● AIM OF THE EXERCISE
Pick up the mailing-list reply on the task isolation prctl patchset after its final line and continue the quoted documentation in the same style.

● QUOTED PASSAGE
=-=-=-=-=
Re: [patch v12 00/13] extensible prctl task isolation interface and vmstat sync

From: Tim Chen
Date: Wed May 04 2022 - 13:52:12 EST


On Tue, 2022-03-15 at 12:31 -0300, Marcelo Tosatti wrote:
> The logic to disable vmstat worker thread, when entering
> nohz full, does not cover all scenarios. For example, it is possible
> for the following to happen:
>
> 1) enter nohz_full, which calls refresh_cpu_vm_stats, syncing the stats.
> 2) app runs mlock, which increases counters for mlock'ed pages.
> 3) start -RT loop
>
> Since refresh_cpu_vm_stats from nohz_full logic can happen _before_
> the mlock, vmstat shepherd can restart vmstat worker thread on
> the CPU in question.
>
> To fix this, add task isolation prctl interface to quiesce
> deferred actions when returning to userspace.
>
> The patchset is based on ideas and code from the
> task isolation patchset from Alex Belits:
> https://lwn.net/Articles/816298/
>
> Please refer to Documentation/userspace-api/task_isolation.rst
> (patch 1) for details. Its attached at the end of this message

Patch 1 doesn't seem to be the documentation patch but rather is
in patch 4.

>
> Task isolation prctl interface
> ******************************
>
> Certain types of applications benefit from running uninterrupted by
> background OS activities. Realtime systems and high-bandwidth
> networking applications with user-space drivers can fall into the
> category.
>
> To create an OS noise free environment for the application, this
> interface allows userspace to inform the kernel the start and end of
> the latency sensitive application section (with configurable system
> behaviour for that section).
>
> Note: the prctl interface is independent of nohz_full=.
>
> The prctl options are:
>
> * PR_ISOL_FEAT_GET: Retrieve supported features.
=-=-=-=-=
● SUPPLIED MATERIAL
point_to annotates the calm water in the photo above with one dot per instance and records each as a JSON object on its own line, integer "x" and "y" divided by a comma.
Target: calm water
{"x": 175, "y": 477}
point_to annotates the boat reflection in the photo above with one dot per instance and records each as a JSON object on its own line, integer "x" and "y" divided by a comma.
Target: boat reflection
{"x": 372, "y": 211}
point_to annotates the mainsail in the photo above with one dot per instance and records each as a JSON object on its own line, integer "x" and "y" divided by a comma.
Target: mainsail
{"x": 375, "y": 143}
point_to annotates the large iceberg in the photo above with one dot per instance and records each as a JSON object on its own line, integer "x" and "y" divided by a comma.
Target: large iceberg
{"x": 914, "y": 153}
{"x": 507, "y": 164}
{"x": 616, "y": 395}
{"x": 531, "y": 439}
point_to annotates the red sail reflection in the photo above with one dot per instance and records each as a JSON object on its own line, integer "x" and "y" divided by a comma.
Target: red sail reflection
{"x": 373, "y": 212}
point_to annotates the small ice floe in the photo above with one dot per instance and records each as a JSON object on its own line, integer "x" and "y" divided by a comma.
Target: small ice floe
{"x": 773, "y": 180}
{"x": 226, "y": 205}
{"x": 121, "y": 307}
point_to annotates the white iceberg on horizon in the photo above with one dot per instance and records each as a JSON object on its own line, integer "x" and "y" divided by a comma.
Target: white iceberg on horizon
=-=-=-=-=
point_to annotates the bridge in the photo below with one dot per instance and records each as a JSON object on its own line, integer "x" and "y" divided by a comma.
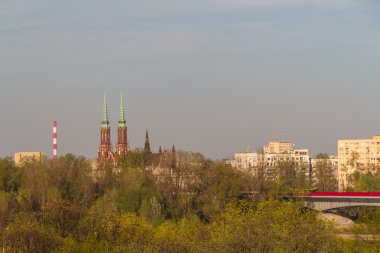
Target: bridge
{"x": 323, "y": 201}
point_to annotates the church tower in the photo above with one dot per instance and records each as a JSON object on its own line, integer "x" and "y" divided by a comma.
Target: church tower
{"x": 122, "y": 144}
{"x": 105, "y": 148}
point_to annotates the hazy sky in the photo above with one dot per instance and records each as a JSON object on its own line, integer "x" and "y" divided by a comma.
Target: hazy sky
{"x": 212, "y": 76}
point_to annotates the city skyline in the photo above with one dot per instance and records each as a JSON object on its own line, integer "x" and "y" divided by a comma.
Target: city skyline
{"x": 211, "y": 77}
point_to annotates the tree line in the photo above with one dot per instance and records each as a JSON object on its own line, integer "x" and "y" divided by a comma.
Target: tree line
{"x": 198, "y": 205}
=-=-=-=-=
● OUTPUT BELOW
>
> * PR_ISOL_CFG_GET: Retrieve task isolation configuration.
>
> * PR_ISOL_CFG_SET: Set task isolation configuration.
>
> * PR_ISOL_ACTIVATE_GET: Retrieve task isolation activation state.
>
> * PR_ISOL_ACTIVATE_SET: Set task isolation activation state.
>
> Summary of terms:
>
> * feature:
>
> A distinct attribute or aspect of task isolation. Examples of
> features could be logging, new operating modes (eg: syscalls
> disallowed), userspace notifications, etc. The only feature
> currently available is quiescing.
>
> * configuration:
>
> A specific choice from a given set of possible choices that
> dictate how the particular feature in question should behave.
>
> * activation state:
>
> The activation state (whether active/inactive) of the task
> isolation features (features must be configured before being
> activated).
>
> Inheritance of the isolation parameters and state, across fork(2) and
> clone(2), can be changed via PR_ISOL_CFG_GET/PR_ISOL_CFG_SET.
>
> At a high-level, task isolation is divided in two steps:
>
> 1. Configuration.
>
> 2. Activation.
>
> Section "Userspace support" describes how to use task isolation.
>
> In terms of the interface, the sequence of steps to activate task
> isolation are:
>
> 1. Retrieve supported task isolation features (PR_ISOL_FEAT_GET).
>
> 2. Configure task isolation features
> (PR_ISOL_CFG_GET/PR_ISOL_CFG_SET).
>
> 3. Activate or deactivate task isolation features
> (PR_ISOL_ACTIVATE_GET/PR_ISOL_ACTIVATE_SET).
>
> This interface is based on ideas and code from the task isolation
> patchset from Alex Belits: https://lwn.net/Articles/816298/
>
> Note: if the need arises to configure an individual quiesce feature
> with its own extensible structure, please add ISOL_F_QUIESCE_ONE to
> PR_ISOL_CFG_GET/PR_ISOL_CFG_SET (ISOL_F_QUIESCE operates on multiple
> features per syscall currently).
>
>
> Feature description
> ===================
>
> * "ISOL_F_QUIESCE"
>
> This feature allows quiescing selected kernel activities on return
> from system calls.
>
>
> Interface description
> =====================
>
> **PR_ISOL_FEAT**:
>
> Returns the supported features and feature capabilities, as a
> bitmask:
>
> prctl(PR_ISOL_FEAT, feat, arg3, arg4, arg5);
>
> The 'feat' argument specifies whether to return supported features
> (if zero), or feature capabilities (if not zero). Possible values
> for 'feat' are:
>
> * "0":
>
> Return the bitmask of supported features, in the location
> pointed to by "(int *)arg3". The buffer should allow space
> for 8 bytes.
>
> * "ISOL_F_QUIESCE":
>
> Return a structure containing which kernel activities are
> supported for quiescing, in the location pointed to by "(int
> *)arg3":
>
> struct task_isol_quiesce_extensions {
> __u64 flags;
> __u64 supported_quiesce_bits;
> __u64 pad[6];
> };
>
> Where:
>
> *flags*: Additional flags (should be zero).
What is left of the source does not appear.